(Text excerpt)

Hong Kong police, firefighters enter Hong Kong Polytechnic University for investigation on Nov. 28, 2019 in Hong Kong, China. (Xinhua)
On a square inside the Hong Kong Polytechnic University (PolyU), a firefighter found a brown glass bottle, in which the content seemed suspicious. Together with three others he labeled the bottle as "dangerous" and cordoned off the area.
On Thursday, police and firefighters of the Hong Kong Special Administrative Region (HKSAR) entered PolyU for investigation.
From Nov. 17, rioters gathering around PolyU have taken the campus as a stronghold to launch assaults on police officers, using lethal weapons including petrol bombs, bows and arrows, metal balls and bricks.
Police announced on Monday that around 1,100 people have left the campus in a peaceful and orderly manner, including 300 underage people. At present a handful of rioters were believed to remain on campus.
Chow Yat-ming, assistant commissioner of police, said that police have two tasks: handling dangerous items that posed threat to public safety, and gathering evidence related to the damage of the campus.
"The campus has been filled with dangerous items such as corrosives and petrol bombs," he said.
Wong Chun-yip, deputy chief fire officer told press that they would help evaluate the situation inside the campus. "If there is any dangerous chemical causing imminent danger, or if there is any chemical leakage, we will take immediate action to mitigate the risk," he said.
Xinhua reporters walked into the campus with police, where a library not far from the entrance was seriously vandalized. The turnstile was damaged while books were scattered on the ground.

(End Text excerpt)

◆ Tasks and exercises ◆
1 > Answer these questions using the PolyU report above:
(a) What did a firefighter find on a square inside the university?
(b) How many underage people were among those who left the campus?
(c) What position does Wong Chun-yip hold?
2 > Carry on the PolyU news report above, starting after its final sentence.

(Dataset section)

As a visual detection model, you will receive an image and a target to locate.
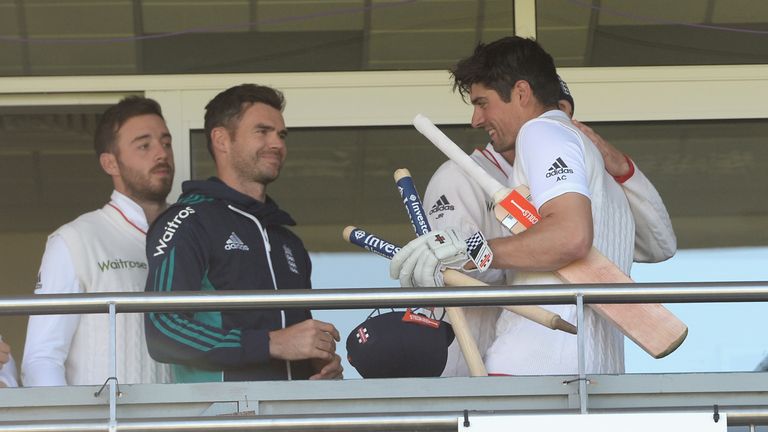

(End Dataset section)

◆ Answers to the exercises ◆
1 >
(a) A brown glass bottle with contents that seemed suspicious.
(b) 300.
(c) Deputy chief fire officer.

2 >
On the street there were plastic and glass bottles as well as cans. An unnamed police officer said many of them contained chemicals that could make petrol bombs.
The door of a laboratory has been forced open. In fact, many labs were vandalized like that one. Local residents are worried that the stolen chemicals could be dangerous to public safety.
In a Starbucks cafe inside the campus, tables and chairs were missing. Cabinets and counter machines were destroyed. Rubbish was dumped in the kitchen, where the air was teeming with stinky odor and flies were buzzing in crowds. "I have never seen a cafe destroyed so badly like this," said a police media liaison officer.
Police searched university buildings where lifts were damaged. "If we find anyone we will provide necessary medical treatment, before making possible arrest," a police officer said.
As of 2 p.m. Thursday, police have seized more than 600 petrol bombs, dozens of arrows and several long bows, as well as a lot of flammable items.
Senior superintendent Li Kwai-wah of organized crime and triad bureau said that the situation of the campus was more complicated than estimated, but police would try to complete their work as quickly as possible.